(Entries from a dataset)
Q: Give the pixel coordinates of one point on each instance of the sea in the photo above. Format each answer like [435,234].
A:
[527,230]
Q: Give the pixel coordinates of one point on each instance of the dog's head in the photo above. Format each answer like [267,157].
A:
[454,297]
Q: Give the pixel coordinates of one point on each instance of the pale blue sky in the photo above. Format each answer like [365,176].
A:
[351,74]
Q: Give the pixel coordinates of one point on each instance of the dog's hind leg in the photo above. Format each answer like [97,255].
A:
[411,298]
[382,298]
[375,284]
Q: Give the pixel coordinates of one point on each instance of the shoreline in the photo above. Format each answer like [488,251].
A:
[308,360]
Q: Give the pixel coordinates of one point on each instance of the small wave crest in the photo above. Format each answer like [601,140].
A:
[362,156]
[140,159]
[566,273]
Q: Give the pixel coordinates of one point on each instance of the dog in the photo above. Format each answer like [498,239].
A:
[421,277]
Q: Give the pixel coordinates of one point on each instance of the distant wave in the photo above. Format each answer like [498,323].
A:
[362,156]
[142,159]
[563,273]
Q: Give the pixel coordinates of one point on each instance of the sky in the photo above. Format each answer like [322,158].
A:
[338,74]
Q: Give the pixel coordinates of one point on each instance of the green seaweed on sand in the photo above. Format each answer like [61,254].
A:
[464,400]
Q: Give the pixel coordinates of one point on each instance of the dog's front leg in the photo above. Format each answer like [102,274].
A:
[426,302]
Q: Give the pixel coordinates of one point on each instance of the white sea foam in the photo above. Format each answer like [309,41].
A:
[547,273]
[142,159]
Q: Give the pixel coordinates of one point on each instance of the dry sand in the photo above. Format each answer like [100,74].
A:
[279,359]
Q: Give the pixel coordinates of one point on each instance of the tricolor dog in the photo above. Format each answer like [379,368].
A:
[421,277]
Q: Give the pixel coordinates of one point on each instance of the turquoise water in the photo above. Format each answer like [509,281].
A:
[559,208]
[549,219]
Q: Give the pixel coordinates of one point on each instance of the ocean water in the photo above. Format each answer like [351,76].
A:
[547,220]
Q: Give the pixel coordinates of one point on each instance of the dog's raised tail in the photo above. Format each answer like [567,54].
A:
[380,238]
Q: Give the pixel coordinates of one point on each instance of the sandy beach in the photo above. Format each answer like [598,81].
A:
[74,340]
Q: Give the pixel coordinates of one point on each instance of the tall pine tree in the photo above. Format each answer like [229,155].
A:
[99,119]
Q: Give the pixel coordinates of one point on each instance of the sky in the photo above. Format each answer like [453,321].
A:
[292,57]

Given task:
Can you repeat everything in the listing from the line containing "answer like [453,321]." down to the end of the listing, including both of those ends?

Written solution:
Q: Give the pixel coordinates of one point on each instance of the sky in the photo above. Format each answer like [453,321].
A:
[292,57]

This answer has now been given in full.